## WHAT YOU SHOULD DO
Convert everything in the material below, from the line containing "In the photo above, where can the green grass" down to the line containing "(1090, 438)" (both ends included), into a Markdown table with the columns Row and Line. Number each line in order and skip any blank lines.

## EXERCISE MATERIALS
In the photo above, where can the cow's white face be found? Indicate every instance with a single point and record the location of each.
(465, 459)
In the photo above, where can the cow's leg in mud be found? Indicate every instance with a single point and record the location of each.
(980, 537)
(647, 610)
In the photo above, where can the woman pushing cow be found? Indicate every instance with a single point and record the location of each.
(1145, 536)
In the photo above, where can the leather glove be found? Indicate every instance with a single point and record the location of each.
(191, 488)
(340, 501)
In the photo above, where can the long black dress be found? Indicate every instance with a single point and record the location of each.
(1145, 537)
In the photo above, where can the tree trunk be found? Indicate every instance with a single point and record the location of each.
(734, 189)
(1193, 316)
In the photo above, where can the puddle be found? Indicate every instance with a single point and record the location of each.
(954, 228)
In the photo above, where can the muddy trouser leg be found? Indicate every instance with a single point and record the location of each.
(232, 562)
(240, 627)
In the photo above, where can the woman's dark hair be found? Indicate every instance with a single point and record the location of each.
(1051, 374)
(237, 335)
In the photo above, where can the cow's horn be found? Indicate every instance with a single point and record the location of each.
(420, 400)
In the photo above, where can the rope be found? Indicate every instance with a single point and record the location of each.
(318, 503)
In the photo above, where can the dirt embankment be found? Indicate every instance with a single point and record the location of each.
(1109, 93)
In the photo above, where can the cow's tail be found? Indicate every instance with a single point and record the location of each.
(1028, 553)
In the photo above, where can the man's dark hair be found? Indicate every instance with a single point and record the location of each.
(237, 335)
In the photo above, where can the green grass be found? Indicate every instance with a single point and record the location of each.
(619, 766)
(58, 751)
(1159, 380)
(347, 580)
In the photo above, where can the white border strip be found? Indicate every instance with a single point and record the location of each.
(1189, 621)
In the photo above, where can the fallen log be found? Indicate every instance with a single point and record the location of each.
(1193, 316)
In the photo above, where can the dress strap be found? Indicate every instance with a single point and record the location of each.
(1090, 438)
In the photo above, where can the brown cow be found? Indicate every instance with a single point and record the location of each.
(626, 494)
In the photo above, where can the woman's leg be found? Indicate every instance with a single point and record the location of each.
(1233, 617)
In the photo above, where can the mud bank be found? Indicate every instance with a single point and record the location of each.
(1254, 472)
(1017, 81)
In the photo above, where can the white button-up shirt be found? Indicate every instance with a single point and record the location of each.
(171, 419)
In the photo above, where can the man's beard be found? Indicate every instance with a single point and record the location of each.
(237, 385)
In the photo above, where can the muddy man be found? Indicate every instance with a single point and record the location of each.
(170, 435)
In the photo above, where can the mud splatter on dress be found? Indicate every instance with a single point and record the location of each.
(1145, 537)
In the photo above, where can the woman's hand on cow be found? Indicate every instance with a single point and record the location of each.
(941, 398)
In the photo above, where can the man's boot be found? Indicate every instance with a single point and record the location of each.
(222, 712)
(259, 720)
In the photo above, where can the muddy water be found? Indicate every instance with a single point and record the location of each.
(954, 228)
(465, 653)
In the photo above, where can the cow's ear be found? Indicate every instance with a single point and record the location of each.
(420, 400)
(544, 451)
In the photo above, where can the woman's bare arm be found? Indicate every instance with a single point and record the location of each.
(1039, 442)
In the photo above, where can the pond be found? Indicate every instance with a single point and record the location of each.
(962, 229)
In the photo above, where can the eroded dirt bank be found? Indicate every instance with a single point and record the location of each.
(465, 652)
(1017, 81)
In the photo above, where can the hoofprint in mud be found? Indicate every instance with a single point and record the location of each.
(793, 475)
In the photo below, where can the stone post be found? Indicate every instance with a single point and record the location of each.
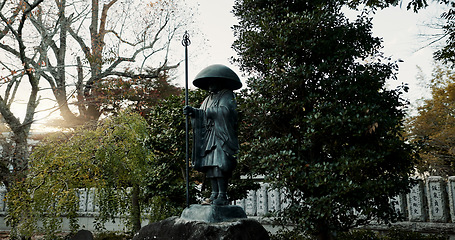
(274, 200)
(82, 193)
(251, 203)
(416, 203)
(451, 188)
(436, 198)
(262, 205)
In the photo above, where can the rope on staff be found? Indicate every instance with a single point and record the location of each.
(186, 42)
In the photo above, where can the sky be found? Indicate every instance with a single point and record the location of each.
(403, 34)
(400, 29)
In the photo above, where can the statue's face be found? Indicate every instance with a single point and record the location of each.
(214, 87)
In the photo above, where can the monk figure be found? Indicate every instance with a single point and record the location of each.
(215, 129)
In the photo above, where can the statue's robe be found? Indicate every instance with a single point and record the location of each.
(215, 135)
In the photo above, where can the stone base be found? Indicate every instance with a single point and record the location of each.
(212, 213)
(179, 229)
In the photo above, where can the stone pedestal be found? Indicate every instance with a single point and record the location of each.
(180, 229)
(213, 213)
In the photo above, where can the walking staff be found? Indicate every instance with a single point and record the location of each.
(186, 42)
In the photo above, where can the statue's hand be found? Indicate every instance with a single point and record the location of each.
(188, 110)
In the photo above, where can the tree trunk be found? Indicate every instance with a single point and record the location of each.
(136, 209)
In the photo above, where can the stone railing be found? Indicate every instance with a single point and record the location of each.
(431, 200)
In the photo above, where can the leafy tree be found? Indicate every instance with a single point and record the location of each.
(323, 125)
(112, 157)
(433, 127)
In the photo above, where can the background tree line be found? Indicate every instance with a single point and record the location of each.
(317, 118)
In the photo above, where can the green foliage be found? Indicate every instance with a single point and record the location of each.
(433, 127)
(320, 121)
(111, 157)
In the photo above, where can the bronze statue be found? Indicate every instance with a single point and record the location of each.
(215, 129)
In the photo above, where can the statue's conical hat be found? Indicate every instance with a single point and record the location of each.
(217, 72)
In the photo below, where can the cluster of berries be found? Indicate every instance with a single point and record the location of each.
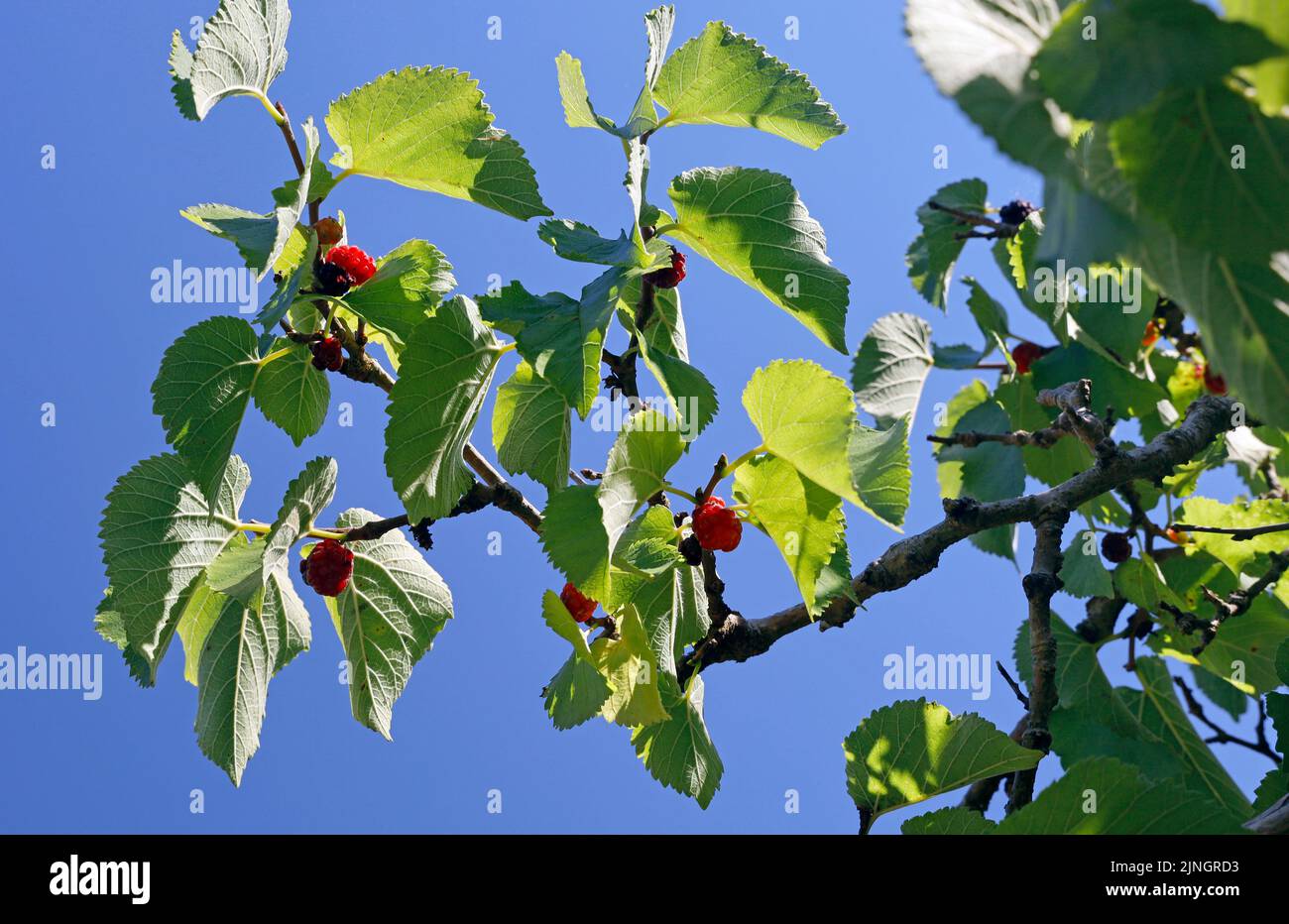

## FINAL RESULT
| Row | Line |
|---|---|
| 1 | In the photo above, where can the green grass be found? Indicate every instance with a single point and record the location of each. |
| 2 | (619, 766) |
| 3 | (58, 751) |
| 4 | (1159, 380) |
| 5 | (347, 580) |
| 6 | In the photo above, where can the white border strip be found? Indicate every instance with a single point and record the location of each. |
| 7 | (1189, 621) |
| 8 | In the photo above, where can the fallen log be found? Indicate every instance with a single point and record the location of each. |
| 9 | (1193, 316) |
| 10 | In the photo above, where can the dress strap be found? Indicate every instance with a single point and record the location of each. |
| 11 | (1090, 438) |